TASK GOAL
The required output is an exact copy of the lines from the one containing "the white vehicle" through the end of the entries below, with pictures removed.

Segment Start: INFORMATION SHOWN

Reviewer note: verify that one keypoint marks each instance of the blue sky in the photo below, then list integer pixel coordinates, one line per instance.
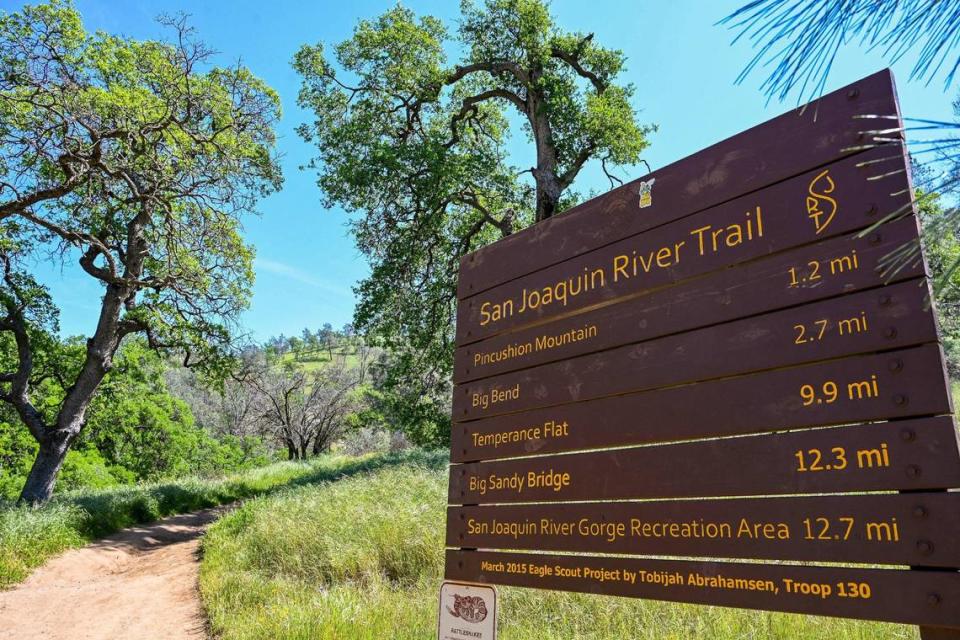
(682, 65)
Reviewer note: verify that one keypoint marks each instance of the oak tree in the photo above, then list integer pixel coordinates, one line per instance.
(136, 161)
(416, 142)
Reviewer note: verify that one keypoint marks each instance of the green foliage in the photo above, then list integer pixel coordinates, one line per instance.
(138, 160)
(291, 566)
(30, 535)
(417, 147)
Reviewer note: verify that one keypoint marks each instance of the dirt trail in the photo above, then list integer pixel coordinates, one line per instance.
(138, 583)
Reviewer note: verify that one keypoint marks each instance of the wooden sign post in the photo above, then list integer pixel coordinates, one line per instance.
(710, 363)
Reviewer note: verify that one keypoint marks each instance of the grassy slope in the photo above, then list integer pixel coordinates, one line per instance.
(362, 558)
(28, 536)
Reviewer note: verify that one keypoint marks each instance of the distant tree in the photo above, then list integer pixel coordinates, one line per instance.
(327, 337)
(349, 335)
(296, 347)
(306, 411)
(417, 146)
(137, 159)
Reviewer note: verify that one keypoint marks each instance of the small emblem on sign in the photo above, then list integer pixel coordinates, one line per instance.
(467, 611)
(646, 197)
(821, 208)
(470, 608)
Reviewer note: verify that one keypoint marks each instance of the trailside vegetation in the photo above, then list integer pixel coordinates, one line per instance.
(414, 141)
(135, 161)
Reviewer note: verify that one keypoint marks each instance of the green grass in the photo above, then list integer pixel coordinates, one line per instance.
(316, 360)
(362, 558)
(29, 535)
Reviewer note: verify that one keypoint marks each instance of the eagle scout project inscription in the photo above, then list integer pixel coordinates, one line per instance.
(712, 364)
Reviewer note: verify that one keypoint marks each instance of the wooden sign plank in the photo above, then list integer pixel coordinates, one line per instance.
(890, 595)
(913, 455)
(794, 336)
(845, 196)
(778, 149)
(915, 529)
(841, 265)
(732, 406)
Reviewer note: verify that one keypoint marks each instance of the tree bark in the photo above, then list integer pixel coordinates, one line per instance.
(46, 467)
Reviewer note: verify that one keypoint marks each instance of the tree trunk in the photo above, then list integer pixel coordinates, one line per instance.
(548, 193)
(46, 467)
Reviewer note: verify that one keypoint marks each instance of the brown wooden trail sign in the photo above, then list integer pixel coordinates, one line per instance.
(709, 363)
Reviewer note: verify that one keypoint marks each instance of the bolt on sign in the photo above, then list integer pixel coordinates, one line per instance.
(712, 363)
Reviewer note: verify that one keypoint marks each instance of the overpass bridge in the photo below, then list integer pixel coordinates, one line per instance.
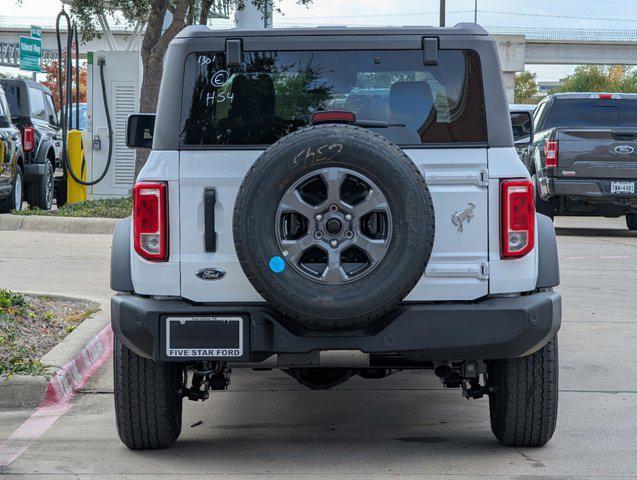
(517, 46)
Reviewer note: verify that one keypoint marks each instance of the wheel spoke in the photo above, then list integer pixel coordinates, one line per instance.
(374, 202)
(292, 202)
(293, 249)
(333, 178)
(334, 273)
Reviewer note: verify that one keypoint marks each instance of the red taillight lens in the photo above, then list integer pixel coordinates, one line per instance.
(518, 218)
(333, 116)
(550, 153)
(28, 139)
(150, 220)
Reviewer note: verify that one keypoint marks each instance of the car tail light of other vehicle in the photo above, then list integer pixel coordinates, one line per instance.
(550, 153)
(150, 220)
(518, 217)
(28, 139)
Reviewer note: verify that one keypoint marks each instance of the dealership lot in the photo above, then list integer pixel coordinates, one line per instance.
(267, 426)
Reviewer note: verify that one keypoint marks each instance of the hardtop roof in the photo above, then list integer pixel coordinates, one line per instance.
(202, 31)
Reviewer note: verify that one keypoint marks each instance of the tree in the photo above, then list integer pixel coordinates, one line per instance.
(525, 87)
(51, 81)
(156, 39)
(600, 78)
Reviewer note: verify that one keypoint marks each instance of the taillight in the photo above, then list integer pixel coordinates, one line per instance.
(150, 227)
(550, 153)
(518, 217)
(333, 116)
(28, 139)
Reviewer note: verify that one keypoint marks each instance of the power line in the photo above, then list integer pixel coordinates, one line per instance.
(551, 15)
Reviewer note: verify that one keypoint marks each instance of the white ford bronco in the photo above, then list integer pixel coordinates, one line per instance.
(333, 202)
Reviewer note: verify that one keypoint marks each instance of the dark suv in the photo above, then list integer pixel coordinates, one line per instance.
(33, 112)
(12, 160)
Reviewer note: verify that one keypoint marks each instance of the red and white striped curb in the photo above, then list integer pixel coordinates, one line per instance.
(60, 390)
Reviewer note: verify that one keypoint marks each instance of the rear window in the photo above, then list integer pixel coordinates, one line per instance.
(12, 93)
(592, 112)
(274, 93)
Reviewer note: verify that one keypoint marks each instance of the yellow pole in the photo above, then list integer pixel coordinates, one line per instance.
(75, 191)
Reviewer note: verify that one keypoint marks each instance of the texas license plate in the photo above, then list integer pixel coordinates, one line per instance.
(622, 187)
(204, 336)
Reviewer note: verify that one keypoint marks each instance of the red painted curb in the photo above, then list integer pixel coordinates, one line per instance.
(75, 373)
(61, 388)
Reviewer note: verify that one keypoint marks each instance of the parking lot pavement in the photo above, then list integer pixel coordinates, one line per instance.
(64, 264)
(405, 426)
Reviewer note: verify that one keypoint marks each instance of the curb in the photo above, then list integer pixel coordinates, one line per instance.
(72, 362)
(43, 223)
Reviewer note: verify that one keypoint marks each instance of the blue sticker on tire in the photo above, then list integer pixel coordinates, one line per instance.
(277, 264)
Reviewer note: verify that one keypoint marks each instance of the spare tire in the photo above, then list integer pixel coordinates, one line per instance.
(333, 226)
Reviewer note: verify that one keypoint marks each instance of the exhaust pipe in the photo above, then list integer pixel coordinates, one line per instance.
(443, 369)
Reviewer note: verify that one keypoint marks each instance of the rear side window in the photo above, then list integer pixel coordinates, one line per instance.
(36, 99)
(274, 93)
(12, 93)
(593, 112)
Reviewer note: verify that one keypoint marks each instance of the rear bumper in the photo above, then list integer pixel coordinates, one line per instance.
(495, 327)
(592, 189)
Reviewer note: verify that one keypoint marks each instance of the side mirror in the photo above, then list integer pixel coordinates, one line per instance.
(139, 130)
(522, 124)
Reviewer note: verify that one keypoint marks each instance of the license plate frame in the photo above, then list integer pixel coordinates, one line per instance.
(622, 188)
(204, 337)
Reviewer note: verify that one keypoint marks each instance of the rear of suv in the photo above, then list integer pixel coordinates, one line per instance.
(333, 202)
(33, 112)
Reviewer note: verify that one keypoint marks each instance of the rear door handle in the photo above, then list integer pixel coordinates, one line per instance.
(210, 236)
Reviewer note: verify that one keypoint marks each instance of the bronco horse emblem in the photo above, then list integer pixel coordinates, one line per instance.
(458, 218)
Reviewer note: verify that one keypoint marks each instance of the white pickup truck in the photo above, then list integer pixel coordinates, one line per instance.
(333, 202)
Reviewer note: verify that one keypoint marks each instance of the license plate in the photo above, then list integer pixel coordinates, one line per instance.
(204, 336)
(622, 187)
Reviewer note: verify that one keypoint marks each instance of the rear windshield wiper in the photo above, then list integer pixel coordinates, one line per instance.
(376, 124)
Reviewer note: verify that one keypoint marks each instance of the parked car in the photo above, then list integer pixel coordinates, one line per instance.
(584, 156)
(271, 230)
(11, 160)
(33, 112)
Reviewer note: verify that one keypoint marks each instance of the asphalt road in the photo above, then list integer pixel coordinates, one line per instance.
(267, 426)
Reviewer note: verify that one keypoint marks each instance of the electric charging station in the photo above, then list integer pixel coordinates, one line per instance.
(123, 77)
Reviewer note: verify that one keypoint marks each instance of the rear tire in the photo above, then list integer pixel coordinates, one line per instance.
(148, 406)
(40, 191)
(523, 397)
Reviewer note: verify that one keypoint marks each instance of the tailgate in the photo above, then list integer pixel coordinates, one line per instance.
(597, 153)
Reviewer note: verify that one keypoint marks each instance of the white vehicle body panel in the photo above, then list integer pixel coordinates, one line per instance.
(454, 270)
(463, 266)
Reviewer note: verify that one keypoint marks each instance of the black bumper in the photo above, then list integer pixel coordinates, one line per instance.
(496, 327)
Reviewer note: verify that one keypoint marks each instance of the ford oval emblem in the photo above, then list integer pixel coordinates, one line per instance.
(624, 149)
(211, 274)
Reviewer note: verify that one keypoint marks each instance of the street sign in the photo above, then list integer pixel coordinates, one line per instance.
(30, 54)
(36, 32)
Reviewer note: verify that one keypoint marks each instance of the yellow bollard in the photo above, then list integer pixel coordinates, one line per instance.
(75, 191)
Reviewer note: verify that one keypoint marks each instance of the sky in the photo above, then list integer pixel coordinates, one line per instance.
(593, 14)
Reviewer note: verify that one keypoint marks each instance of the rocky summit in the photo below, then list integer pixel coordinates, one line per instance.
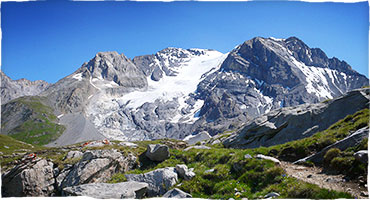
(184, 123)
(179, 93)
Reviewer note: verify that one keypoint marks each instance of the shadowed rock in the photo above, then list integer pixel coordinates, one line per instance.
(124, 190)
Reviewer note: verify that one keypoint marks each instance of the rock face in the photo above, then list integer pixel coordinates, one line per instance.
(261, 156)
(362, 156)
(293, 123)
(177, 92)
(258, 76)
(176, 193)
(202, 136)
(157, 152)
(96, 166)
(107, 72)
(124, 190)
(34, 178)
(350, 141)
(159, 180)
(11, 89)
(183, 172)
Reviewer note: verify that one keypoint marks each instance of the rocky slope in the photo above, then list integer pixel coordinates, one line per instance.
(11, 89)
(293, 123)
(195, 90)
(179, 93)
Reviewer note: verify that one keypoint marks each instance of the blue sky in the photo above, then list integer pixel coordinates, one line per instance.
(50, 40)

Segment End: INFORMATION SHOWN

ANSWER TO THIS TASK
Reviewer note: verify that one keypoint marks each instance of the white vehicle body panel in the photo above, then list integer pixel coordinates, one line per instance.
(454, 270)
(463, 266)
Reviewer note: verify that one keypoint marks each instance of the black bumper in the photo above, then list integer pixel coordinates, one line per instance.
(496, 327)
Reviewer note: verify that one keypoint marks each instance of the ford oval emblem in the photo above, then list integer pixel coordinates, one line per instance.
(624, 149)
(211, 274)
Reviewer note: verify that one keypoint marks each instance of the street sign in the photo above, then list integer pixel coordinates, one line per instance.
(30, 54)
(36, 32)
Reviewer note: verify that one keypoint marks each instance of the yellow bollard in the photo above, then list integer pixel coordinates, one line per instance.
(75, 191)
Reviewer note: verify that one keypoint marks each instance of the sky in the photo above, then list integer pixel coordinates, one line per instance.
(593, 14)
Reviewer note: verify that one keypoint marks each instance of the rocky summit in the photo below, then list integer pixel coordinates, one line per instance.
(184, 123)
(179, 93)
Reviewer note: verify that one keypoint marks each instance of the shadowed rock in the photo above, then list integer pixel coordinates, one line per instance.
(124, 190)
Reviewer note: verify that one keypoint marks each instance of the rock face in the photo above, then list integer pixel coordinates, one line per instance.
(261, 156)
(362, 156)
(293, 123)
(177, 92)
(258, 76)
(176, 193)
(202, 136)
(157, 152)
(96, 166)
(107, 72)
(124, 190)
(34, 178)
(350, 141)
(159, 180)
(11, 89)
(183, 172)
Reviewer note: verify that one keypoint marks each instance of the rocky slope in the photo above, then list integer pixel coordinates, one line per instance.
(11, 89)
(293, 123)
(195, 90)
(179, 93)
Reviewer note: verify that one keypoint marks each instance of the blue sky in the photo above, then list integer pixel coordinates, one line per instance.
(50, 40)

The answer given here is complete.